--- SOURCE INFORMATION Enclosed Below ---
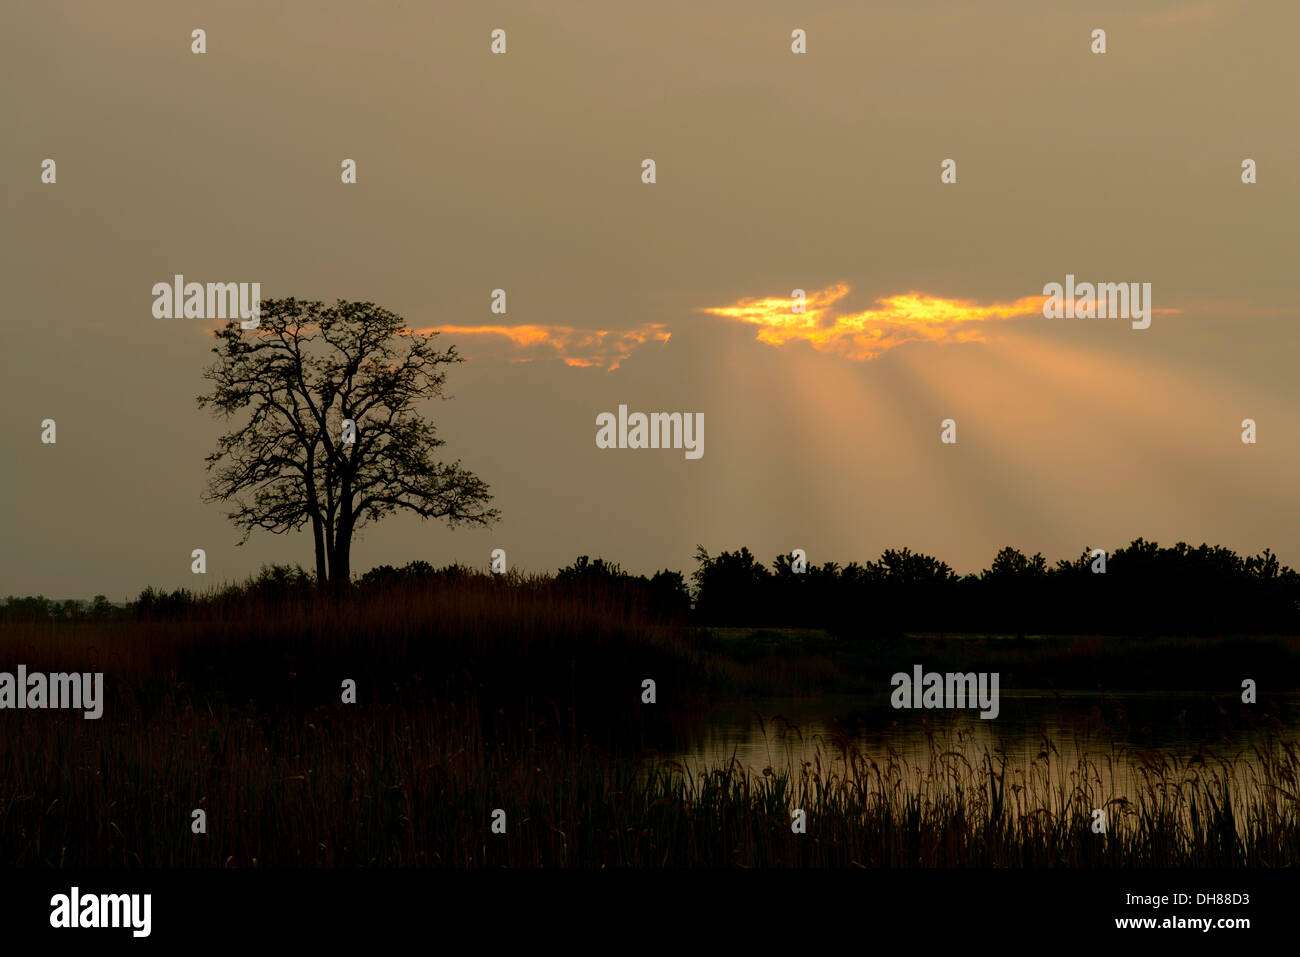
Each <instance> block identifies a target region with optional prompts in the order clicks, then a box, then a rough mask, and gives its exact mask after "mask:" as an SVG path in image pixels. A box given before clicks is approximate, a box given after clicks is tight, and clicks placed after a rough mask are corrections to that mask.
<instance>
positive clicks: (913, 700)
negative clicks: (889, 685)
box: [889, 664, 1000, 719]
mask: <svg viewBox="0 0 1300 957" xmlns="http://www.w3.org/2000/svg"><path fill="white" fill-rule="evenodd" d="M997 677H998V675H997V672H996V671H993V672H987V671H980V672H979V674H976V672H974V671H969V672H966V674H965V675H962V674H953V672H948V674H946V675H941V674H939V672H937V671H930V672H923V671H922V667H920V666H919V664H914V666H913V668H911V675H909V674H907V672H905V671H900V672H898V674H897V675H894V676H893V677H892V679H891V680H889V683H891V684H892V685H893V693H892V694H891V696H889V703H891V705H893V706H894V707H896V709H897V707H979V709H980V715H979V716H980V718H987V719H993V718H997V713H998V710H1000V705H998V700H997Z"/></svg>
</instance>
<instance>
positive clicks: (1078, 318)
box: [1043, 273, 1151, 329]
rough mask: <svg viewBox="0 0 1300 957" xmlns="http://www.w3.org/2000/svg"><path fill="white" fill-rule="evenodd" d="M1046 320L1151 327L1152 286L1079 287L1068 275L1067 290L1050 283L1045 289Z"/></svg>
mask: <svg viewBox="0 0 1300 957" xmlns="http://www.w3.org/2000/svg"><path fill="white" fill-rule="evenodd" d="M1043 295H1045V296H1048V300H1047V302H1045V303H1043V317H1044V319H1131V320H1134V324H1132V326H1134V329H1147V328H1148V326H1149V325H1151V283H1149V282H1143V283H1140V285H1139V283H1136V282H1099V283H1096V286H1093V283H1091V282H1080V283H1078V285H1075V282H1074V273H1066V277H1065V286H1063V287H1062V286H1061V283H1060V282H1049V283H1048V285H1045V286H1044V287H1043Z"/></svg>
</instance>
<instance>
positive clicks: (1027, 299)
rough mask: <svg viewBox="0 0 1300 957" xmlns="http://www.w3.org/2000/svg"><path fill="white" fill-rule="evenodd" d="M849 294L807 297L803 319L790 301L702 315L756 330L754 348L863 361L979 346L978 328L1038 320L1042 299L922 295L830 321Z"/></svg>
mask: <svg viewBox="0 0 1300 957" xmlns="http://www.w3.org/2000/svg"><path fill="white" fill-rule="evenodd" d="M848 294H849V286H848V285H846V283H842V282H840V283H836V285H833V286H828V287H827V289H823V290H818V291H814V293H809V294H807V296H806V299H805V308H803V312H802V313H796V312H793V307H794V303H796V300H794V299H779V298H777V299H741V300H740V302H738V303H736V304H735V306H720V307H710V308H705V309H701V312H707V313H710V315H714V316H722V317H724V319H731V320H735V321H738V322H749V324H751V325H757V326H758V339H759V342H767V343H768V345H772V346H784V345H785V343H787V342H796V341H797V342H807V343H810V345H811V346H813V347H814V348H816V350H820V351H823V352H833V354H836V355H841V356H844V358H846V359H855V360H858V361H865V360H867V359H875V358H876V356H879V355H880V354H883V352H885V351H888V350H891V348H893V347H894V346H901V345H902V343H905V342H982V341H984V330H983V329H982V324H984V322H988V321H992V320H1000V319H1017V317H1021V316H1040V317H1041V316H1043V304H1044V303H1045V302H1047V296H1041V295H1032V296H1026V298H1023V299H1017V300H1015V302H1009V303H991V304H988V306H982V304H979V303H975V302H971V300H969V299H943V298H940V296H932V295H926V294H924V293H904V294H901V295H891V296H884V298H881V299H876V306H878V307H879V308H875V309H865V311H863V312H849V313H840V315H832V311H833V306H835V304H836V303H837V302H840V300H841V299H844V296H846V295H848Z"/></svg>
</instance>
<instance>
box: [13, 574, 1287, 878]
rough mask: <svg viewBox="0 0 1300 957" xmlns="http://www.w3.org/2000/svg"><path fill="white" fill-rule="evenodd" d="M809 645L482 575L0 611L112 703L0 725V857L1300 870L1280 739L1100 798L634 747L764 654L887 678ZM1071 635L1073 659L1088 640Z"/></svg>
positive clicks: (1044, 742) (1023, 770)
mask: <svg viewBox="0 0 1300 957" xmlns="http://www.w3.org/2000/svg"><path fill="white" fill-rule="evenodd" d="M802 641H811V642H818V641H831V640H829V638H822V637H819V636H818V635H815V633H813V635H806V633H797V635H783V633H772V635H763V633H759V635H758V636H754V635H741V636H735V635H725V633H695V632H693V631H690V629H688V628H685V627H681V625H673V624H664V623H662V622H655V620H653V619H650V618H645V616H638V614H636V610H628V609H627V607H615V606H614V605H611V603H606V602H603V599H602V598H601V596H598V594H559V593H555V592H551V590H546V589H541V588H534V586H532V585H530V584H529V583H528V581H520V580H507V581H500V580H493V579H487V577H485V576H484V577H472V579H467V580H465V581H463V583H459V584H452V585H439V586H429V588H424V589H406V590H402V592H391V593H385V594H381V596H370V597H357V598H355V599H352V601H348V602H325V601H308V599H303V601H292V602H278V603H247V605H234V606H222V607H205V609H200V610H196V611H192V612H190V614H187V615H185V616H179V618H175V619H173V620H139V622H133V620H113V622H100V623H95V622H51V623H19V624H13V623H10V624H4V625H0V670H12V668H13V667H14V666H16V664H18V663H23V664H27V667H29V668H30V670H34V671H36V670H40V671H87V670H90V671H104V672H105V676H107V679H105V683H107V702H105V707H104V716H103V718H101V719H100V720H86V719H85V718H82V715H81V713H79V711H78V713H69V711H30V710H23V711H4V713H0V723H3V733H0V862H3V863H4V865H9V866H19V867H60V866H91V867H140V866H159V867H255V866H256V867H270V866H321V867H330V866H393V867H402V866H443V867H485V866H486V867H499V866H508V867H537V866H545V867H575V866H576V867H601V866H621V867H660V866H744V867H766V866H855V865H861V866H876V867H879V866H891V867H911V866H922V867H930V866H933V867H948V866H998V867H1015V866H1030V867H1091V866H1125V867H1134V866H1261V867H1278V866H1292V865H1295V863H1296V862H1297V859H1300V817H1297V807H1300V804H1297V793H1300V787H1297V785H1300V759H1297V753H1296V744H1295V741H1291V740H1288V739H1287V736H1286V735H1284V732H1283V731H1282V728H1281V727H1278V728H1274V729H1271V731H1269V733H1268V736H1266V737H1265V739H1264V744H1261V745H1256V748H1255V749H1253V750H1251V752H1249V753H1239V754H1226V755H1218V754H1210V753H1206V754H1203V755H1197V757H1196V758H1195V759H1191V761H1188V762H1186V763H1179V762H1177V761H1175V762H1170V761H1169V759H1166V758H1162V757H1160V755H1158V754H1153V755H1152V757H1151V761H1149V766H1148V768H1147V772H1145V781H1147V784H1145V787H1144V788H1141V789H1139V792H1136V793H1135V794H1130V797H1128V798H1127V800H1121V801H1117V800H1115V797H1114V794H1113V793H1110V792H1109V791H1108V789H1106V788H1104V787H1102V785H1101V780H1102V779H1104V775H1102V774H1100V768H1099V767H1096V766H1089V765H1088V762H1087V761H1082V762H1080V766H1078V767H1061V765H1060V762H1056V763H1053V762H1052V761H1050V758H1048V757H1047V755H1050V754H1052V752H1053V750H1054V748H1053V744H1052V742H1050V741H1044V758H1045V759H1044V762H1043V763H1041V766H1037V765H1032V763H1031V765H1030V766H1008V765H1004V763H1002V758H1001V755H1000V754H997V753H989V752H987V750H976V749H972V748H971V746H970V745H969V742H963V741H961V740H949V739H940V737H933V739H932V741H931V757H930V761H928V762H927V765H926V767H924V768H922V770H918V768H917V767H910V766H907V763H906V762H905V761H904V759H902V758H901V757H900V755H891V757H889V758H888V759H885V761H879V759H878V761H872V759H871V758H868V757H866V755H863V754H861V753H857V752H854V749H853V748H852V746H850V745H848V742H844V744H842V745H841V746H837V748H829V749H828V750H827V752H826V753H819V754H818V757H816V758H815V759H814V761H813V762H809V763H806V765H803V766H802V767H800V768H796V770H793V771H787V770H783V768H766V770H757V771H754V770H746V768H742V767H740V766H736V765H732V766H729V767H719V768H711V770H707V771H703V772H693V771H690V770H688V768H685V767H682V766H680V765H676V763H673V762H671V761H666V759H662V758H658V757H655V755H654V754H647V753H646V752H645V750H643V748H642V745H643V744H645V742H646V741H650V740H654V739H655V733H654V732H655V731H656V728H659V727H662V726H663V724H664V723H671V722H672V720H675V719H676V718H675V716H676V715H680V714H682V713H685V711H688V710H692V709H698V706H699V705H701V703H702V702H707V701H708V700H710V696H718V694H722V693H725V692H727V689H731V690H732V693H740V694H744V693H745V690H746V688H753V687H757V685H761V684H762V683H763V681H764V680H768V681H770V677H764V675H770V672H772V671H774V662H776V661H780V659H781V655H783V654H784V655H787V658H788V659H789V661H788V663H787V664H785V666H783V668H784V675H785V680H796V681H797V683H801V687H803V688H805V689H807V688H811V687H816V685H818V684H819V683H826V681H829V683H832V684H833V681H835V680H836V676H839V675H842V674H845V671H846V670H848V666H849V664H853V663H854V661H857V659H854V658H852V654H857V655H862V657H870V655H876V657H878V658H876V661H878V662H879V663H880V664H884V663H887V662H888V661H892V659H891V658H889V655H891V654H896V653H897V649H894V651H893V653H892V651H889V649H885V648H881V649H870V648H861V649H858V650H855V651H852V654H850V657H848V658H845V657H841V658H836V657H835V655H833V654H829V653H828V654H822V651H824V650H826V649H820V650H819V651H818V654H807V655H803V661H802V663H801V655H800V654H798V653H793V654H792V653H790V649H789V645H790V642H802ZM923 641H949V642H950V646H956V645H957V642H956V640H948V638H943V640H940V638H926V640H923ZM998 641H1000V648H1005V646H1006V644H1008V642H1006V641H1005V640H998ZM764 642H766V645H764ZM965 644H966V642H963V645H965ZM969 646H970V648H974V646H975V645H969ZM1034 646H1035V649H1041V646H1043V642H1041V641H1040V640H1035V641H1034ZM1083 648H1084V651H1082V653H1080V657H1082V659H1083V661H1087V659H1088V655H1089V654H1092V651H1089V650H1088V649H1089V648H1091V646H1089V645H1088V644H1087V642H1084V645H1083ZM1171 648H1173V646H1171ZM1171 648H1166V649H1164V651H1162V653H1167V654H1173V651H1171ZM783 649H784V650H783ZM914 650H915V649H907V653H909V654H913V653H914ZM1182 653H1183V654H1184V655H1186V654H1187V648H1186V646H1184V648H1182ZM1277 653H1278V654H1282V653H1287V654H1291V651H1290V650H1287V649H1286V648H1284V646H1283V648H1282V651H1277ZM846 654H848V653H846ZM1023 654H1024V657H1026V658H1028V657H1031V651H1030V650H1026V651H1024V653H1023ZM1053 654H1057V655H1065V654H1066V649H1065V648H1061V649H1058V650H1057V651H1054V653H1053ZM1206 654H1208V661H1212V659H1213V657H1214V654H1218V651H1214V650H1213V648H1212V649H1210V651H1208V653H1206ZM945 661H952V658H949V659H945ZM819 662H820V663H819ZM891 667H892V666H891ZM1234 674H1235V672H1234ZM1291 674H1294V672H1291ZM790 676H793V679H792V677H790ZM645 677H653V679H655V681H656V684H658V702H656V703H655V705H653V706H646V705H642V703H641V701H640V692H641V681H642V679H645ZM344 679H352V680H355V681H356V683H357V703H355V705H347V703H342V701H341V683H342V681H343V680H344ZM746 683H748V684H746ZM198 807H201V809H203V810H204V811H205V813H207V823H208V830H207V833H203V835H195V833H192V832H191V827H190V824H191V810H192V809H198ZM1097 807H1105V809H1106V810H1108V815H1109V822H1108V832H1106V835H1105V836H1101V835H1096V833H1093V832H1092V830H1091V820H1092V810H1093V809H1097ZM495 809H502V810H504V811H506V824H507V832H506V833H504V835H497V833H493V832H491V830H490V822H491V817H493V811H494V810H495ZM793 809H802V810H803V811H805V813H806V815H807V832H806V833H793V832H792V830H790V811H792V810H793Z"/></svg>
--- End of Enclosed SOURCE INFORMATION ---
TASK DIRECTIONS: Beginning with the first line of the records, write out every line up to and including the one with "negative clicks: (889, 685)", exactly, and omit all pictures.

ANSWER TO THE EXERCISE:
Each <instance> block identifies a target region with optional prompts in the order clicks, then a box, then a rough mask, and gives its exact mask after "mask:" as an SVG path in image pixels. A box given before clicks is approximate, a box given after clicks is tight, and clicks placed after a rough mask are corrections to that mask.
<instance>
positive clicks: (913, 700)
negative clicks: (889, 685)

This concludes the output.